TEXT SECTION
Re: using Scala for opennlp.ml

Posted by James Kosin <ja...@gmail.com>.
Everyone,

+1
I'm okay with going forward with this; but, I must ask Why?  I know
Scala may be a good thing; but, if it generates Java byte code then
isn't there an equivalent way to write the same things in Java?

What sort of benefit will we get with the code migrated and written in
Scala?  Even the author of that article said not many know the inner
workings of the language....  He was one of the few.

Maybe we could ask or have a poll taken to see how many know Scala in
the community?

Sorry for my concerns, or if they seem harsh or over-analytical.

Just concerned,
James

On 1/10/2012 12:20 AM, Jason Baldridge wrote:
> +1 to this in general, though I'm not into over-architecting things
> initially. Would be great to get things humming and then start supporting
> more pluggability.
>
> On Sat, Jan 7, 2012 at 7:33 AM, Jörn Kottmann <ko...@gmail.com> wrote:
>
>> On 1/7/12 2:22 PM, Grant Ingersoll wrote:
>>
>>> Being able to take advantage of other classifiers seems like it would be
>>> a really nice thing to be able to do.  I'd love to put OpenNLP over Mahout
>>> or others.

ENTRIES
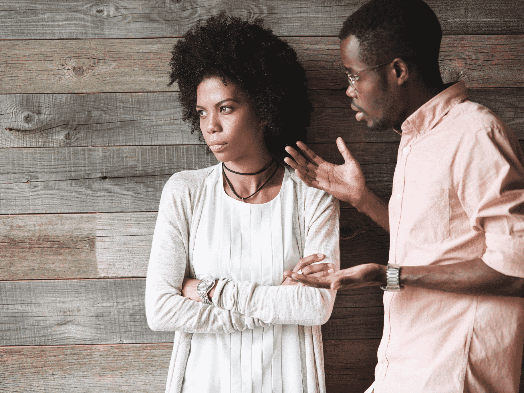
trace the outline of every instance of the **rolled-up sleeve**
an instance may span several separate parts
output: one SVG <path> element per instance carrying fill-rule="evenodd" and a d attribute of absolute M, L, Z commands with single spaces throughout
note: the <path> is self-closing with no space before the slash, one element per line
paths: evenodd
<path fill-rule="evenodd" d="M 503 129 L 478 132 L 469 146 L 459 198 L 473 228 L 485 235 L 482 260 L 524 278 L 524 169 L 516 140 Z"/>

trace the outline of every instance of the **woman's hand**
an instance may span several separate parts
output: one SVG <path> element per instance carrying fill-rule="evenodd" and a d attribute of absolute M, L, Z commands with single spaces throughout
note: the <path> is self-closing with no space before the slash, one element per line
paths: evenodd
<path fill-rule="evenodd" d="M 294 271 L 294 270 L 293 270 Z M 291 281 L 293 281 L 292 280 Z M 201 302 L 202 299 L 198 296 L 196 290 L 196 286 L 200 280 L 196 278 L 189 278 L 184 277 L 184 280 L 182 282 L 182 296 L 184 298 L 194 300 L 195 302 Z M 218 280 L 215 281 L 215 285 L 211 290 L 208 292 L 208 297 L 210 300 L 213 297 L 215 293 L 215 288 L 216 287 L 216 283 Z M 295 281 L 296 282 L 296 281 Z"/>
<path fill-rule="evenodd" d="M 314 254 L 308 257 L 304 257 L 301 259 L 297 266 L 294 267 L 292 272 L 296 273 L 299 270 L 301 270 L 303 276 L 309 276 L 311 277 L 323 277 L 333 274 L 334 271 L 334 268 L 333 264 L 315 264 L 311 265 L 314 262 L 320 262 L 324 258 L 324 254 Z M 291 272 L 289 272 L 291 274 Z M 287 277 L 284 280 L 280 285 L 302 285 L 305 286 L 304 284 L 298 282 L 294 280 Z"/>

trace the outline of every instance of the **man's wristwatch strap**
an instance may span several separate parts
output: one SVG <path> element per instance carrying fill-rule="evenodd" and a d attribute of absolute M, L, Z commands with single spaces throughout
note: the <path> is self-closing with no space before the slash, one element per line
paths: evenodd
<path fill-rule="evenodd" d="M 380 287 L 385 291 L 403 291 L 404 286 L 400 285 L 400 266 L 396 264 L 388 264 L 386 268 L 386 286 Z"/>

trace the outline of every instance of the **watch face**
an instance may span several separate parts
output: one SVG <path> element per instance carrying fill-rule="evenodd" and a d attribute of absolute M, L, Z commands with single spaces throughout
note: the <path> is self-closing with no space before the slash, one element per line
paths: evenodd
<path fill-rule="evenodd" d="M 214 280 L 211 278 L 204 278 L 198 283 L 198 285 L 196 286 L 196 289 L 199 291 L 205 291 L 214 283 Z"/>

---

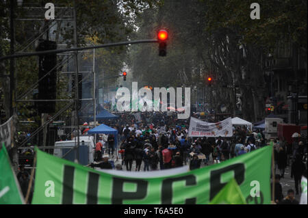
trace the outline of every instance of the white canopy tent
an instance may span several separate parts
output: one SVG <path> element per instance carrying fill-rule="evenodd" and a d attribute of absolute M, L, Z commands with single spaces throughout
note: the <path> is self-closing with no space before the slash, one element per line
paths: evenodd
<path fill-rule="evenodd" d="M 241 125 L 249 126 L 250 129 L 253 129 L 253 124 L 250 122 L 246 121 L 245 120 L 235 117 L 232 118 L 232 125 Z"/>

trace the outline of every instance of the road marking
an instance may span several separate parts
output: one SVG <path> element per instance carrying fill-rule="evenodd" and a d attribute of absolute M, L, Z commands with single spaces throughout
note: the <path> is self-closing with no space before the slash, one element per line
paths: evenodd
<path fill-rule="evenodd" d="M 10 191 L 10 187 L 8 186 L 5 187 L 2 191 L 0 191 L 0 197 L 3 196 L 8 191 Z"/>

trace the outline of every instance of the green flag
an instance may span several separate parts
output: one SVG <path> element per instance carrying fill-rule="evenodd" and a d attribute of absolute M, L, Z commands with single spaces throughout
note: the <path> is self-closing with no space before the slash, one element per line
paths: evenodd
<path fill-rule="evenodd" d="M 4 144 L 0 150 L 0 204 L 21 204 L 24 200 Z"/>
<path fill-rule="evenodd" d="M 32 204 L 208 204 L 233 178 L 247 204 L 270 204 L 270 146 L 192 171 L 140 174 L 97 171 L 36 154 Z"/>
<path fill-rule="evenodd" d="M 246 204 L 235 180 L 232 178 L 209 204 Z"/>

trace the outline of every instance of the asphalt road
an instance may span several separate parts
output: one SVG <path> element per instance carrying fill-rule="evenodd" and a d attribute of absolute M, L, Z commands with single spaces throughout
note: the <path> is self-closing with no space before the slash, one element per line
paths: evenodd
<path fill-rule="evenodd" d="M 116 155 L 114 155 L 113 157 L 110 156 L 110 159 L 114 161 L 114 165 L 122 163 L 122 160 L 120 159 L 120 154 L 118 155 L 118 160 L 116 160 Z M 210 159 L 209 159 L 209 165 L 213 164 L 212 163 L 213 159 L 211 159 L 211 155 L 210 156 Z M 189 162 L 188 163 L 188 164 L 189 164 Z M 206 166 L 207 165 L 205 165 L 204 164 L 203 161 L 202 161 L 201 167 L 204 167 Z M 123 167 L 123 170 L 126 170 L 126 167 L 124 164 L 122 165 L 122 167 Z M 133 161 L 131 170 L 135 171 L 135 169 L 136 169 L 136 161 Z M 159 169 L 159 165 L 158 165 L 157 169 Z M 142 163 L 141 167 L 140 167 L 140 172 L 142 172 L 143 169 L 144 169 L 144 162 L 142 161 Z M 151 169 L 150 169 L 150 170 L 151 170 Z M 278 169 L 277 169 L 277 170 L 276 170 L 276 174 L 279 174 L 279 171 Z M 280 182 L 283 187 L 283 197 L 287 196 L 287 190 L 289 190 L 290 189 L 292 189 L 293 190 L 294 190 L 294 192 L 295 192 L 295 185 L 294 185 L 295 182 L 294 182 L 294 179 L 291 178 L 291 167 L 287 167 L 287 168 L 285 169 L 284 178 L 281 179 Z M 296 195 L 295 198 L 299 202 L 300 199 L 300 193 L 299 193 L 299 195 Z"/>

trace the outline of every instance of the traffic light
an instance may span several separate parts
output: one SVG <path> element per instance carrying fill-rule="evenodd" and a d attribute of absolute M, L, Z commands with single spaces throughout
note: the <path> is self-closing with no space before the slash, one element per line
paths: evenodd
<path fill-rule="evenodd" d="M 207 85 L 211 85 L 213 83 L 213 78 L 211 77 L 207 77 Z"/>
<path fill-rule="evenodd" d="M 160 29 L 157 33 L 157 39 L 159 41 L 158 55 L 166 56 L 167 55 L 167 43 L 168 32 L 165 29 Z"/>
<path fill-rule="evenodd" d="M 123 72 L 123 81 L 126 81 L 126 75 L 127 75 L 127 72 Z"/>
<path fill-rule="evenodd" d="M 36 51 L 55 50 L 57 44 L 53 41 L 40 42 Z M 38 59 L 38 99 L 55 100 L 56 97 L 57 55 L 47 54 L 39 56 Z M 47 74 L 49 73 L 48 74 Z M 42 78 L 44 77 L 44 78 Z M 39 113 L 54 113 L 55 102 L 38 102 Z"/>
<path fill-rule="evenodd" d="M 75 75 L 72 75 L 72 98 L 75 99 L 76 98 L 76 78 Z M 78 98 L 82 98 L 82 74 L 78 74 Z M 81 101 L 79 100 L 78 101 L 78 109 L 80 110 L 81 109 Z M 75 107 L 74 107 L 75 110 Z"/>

==

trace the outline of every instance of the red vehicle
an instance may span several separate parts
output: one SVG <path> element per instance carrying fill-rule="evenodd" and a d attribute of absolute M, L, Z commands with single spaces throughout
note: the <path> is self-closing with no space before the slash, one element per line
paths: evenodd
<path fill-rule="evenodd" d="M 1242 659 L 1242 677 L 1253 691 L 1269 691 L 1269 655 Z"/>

WRITTEN EXERCISE 1
Name every person the Scala mailing-list post identifies as the writer of a message in the thread.
WRITTEN EXERCISE 2
Carry the Scala mailing-list post forward from its last line.
The entries come from a different source than the Scala mailing-list post.

ANSWER 1
James Kosin, Jason Baldridge, Jörn Kottmann, Grant Ingersoll

ANSWER 2
>>>
>>> Besides, for testing purposes, if you could plugin the existing
>>> capability versus your new rewrite (in Scala) then you could easily compare
>>> the two.  I can't imagine the abstraction layer is more than a few
>>> interfaces or abstract classes plus a bit of configuration/injection/fill
>>> in the blank that allows one to specify the implementation.
>>>
>> Yes, we need plug-able classifiers and support for extensive
>> modification/extension of
>> our existing components. You are welcome to help us with that.
>>
>> One way of implementing this is to specify a (optional) factory class
>> during training
>> which is used to create a model (classifier). A second type of factory
>> class could
>> be specified to modify a component.
>>
>> These factory class names will be stored in our zip model package, and can
>> then be used to instantiated the extensions which are necessary to run the
>> component.
>>
>> The disadvantage of this approach is that it might not work well with OSGi.
>> A big advantage is that OpenNLP itself will take care of configuring
>> everything
>> and the code needed to run an OpenNLP component is identical, even if the
>> model
>> uses "custom" extensions. These must only be on the class path.
>>
>> Jörn
>>
>
>


Re: using Scala for opennlp.ml

Posted by Jason Baldridge <ja...@gmail.com>.
+1 to this in general, though I'm not into over-architecting things
initially. Would be great to get things humming and then start supporting
more pluggability.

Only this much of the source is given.